* What this task involves: Swap every "soccer ball" in the data below for "football" and reproduce the lines with nothing else altered.

Data from a dataset

╔══

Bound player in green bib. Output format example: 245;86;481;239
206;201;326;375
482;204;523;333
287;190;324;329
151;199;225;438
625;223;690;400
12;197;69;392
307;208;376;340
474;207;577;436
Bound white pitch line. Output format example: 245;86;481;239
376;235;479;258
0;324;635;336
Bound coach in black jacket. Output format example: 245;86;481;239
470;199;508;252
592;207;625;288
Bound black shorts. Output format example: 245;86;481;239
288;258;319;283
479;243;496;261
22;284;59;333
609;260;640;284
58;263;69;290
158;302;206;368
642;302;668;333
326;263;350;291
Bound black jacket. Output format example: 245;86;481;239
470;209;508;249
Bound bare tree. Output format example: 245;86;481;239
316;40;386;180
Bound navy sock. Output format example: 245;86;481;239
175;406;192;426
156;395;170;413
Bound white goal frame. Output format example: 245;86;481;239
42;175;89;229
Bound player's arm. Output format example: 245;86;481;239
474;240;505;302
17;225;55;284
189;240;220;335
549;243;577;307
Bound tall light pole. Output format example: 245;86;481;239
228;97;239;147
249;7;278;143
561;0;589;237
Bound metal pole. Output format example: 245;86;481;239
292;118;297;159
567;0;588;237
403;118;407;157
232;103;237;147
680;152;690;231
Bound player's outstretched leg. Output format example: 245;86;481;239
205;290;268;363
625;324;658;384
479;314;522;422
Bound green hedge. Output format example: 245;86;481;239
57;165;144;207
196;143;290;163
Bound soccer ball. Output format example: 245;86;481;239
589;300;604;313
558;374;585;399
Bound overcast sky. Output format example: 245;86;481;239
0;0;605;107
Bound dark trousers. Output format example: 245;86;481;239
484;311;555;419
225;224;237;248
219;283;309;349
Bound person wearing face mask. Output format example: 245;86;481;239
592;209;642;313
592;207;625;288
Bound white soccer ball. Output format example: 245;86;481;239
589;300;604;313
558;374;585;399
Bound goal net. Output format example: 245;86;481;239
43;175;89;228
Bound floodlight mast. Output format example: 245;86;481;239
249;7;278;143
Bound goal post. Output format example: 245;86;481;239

╚══

* Response to this exercise:
Bound player in green bib. Output format example: 245;86;481;239
206;201;326;375
482;204;523;333
287;190;324;329
151;199;225;438
625;223;690;400
12;197;69;392
307;208;376;340
474;207;577;436
Bound white pitch line. Output format example: 245;86;481;239
376;235;479;258
0;324;635;336
Bound coach in black jacket. Output format example: 245;86;481;239
470;199;508;252
592;207;625;288
Bound black shorts. Output format example: 245;86;481;239
288;258;319;283
479;243;496;261
22;284;59;333
609;260;640;284
58;263;69;290
158;302;206;368
642;302;668;333
326;263;350;291
Bound black jacket. Output format example: 245;86;481;239
470;209;508;249
Bound bare tree. Output format example: 245;86;481;239
316;40;386;180
Bound navy sock. Output format example: 245;86;481;239
175;406;192;426
156;395;170;413
Bound white goal frame. Output format example: 245;86;481;239
42;175;89;229
Bound player's arm. Output format example: 245;86;481;239
474;240;505;302
17;225;55;284
189;240;220;335
549;243;577;307
Bound tall light pole. Output format example: 245;86;481;239
228;97;239;147
249;7;278;143
561;0;589;237
Bound metal pole. Output format example: 245;86;481;239
292;118;297;159
567;0;588;237
403;118;407;157
232;103;237;147
680;152;690;231
Bound player's outstretched leg. Output format example: 245;86;481;239
205;290;268;363
625;324;658;384
479;314;522;422
Bound green hedge. Output format example: 245;86;481;239
57;165;144;207
196;143;290;163
Bound football. Output format example: 245;86;481;239
589;300;604;313
558;374;585;399
Bound overcast sky. Output format example: 245;86;481;239
0;0;605;107
Bound dark trousers. Output format example: 245;86;481;239
484;311;555;419
225;224;237;248
219;283;309;349
Bound person wearing face mask. Output format example: 245;86;481;239
592;209;642;313
592;207;625;288
Bound white football. Output format example: 245;86;481;239
589;300;604;313
558;374;585;399
Bound goal net. Output format example: 245;86;481;239
43;175;89;228
Bound floodlight mast. Output format example: 245;86;481;239
249;7;278;143
Bound goal post. Output format example: 245;86;481;239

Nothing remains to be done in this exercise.